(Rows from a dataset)
━━━━

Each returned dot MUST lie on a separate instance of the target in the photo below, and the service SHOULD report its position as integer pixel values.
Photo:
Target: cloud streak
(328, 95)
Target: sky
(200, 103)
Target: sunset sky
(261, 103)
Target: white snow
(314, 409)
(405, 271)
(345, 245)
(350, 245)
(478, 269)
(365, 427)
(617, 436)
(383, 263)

━━━━

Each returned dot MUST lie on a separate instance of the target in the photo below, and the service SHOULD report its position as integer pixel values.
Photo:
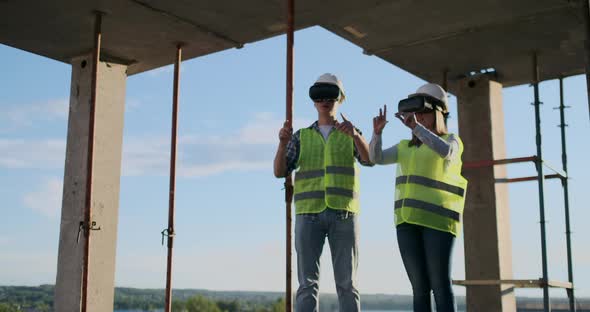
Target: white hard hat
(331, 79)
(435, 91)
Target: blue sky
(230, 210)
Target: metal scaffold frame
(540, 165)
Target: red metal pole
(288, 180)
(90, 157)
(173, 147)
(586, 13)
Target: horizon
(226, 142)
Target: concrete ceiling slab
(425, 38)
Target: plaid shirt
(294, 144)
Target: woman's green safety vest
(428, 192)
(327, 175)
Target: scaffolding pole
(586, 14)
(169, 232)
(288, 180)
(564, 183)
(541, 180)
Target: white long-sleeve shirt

━━━━

**Exercise brief:**
Put the lines running from the one containing "Target: plaid shirt" through the one containing "Target: white long-sleeve shirt" into a Markdown table with the columns Row and Line. Number each row and skip any blank lines.

**Exercise result:**
| Row | Line |
|---|---|
| 1 | Target: plaid shirt |
| 2 | (294, 144) |
| 3 | Target: woman's green safety vest |
| 4 | (428, 192) |
| 5 | (327, 175) |
| 6 | Target: scaffolding pole |
| 7 | (586, 14) |
| 8 | (169, 232) |
| 9 | (288, 180) |
| 10 | (564, 183) |
| 11 | (541, 180) |
| 12 | Target: white long-sleeve shirt |